### Requirement
Transcribe the stretch of the film review below from "Well, my fears" through "about first love.".

This is then, for all those reasons, Wes Anderson's most thoughtful, entertaining, technically accomplished and tragic film to date.  It's also, for those that care, the best movie of the year to date. 

THE GRAND BUDAPEST HOTEL premiered at Berlin 2014 and is currently on release in the Netherlands, France, Belarus, Belgium, Germany, Greece, Israel, Macedonia, Austria, the UK, Ireland and the USA. It opens on March 13th in the Czech Republic and Kazakhstan; on March 14th  in Canada and Lithuania; on March 20th in Hungary, Singapore and Slovakia; on March 21st in Spain, Norway, Romania and Sweden; on March 27th in Argentina and Denmark; on March 28th in Estonia and Poland; on April 3rd in Brazil and Chile, on April 10th in Australia, Italy, New Zealand and Portugal; on April 11th in Finland; on April 18th in Turkey and in June in Japan. 

Tuesday, May 29, 2012

MOONRISE KINGDOM


Wes Anderson was, for me, a film-maker like Tim Burton.  A man with a distinct and beautiful visual style but whose tendency to rework the same themes, with the same actors, playing essentially the same characters, had begun to pall.  I particularly hated his last live action film, THE DARJEELING LIMITED, for its self-absorption, narcissism, rather exploitative attitude toward its Indian context, and ultimately for just being dull. With this in mind, I went into  MOONRISE KINGDOM with barely any hope that I would find the kind of film - at once whimsical and yet also profound (echoes of Tarsem Singh's THE FALL!) - that I had fallen in love with while watching THE ROYAL TENENBAUMS.

Well, my fears were groundless. MOONRISE KINGDOM is a simply wonderful film.  It is, of course, beautifully designed, rich in background detail, empathetically scored, and well-acted.  It affects a sweet yet knowing innocence - it's full of characters struggling to deal honestly with themselves and their loved ones - it deals with the darkest of emotions but it drips with hope - in friendship, in people doing the right thing - in family.  It's as if everything that began to feel so clichéd about Wes Anderson has finally been re-united with sincere emotion - and that this emotional authenticity has cut through the stagey-ness of the costumes, locations, soundtrack - and transformed a whimsical confection into something altogether more lasting, provocative and memorable.  It's as if Wes Anderson finally gave in and just told the story he always wanted to tell - about first love.

Suzy B (Kara Hayward) falls in love with an eagle-scout called Sam (Jared Gilman) one golden summer in 1965. The carefully hatched plan to leave together triggers a sequence of scrapes, jams, shenanigans, emotional revelations and deeds good and ill.

### Data extract
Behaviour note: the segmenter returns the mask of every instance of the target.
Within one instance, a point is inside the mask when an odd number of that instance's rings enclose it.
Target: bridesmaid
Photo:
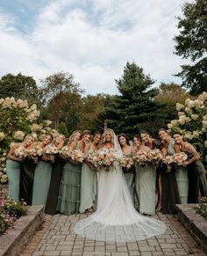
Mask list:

### Written answer
Well, my fears were groundless. MOONRISE KINGDOM is a simply wonderful film.  It is, of course, beautifully designed, rich in background detail, empathetically scored, and well-acted.  It affects a sweet yet knowing innocence - it's full of characters struggling to deal honestly with themselves and their loved ones - it deals with the darkest of emotions but it drips with hope - in friendship, in people doing the right thing - in family.  It's as if everything that began to feel so clichéd about Wes Anderson has finally been re-united with sincere emotion - and that this emotional authenticity has cut through the stagey-ness of the costumes, locations, soundtrack - and transformed a whimsical confection into something altogether more lasting, provocative and memorable.  It's as if Wes Anderson finally gave in and just told the story he always wanted to tell - about first love.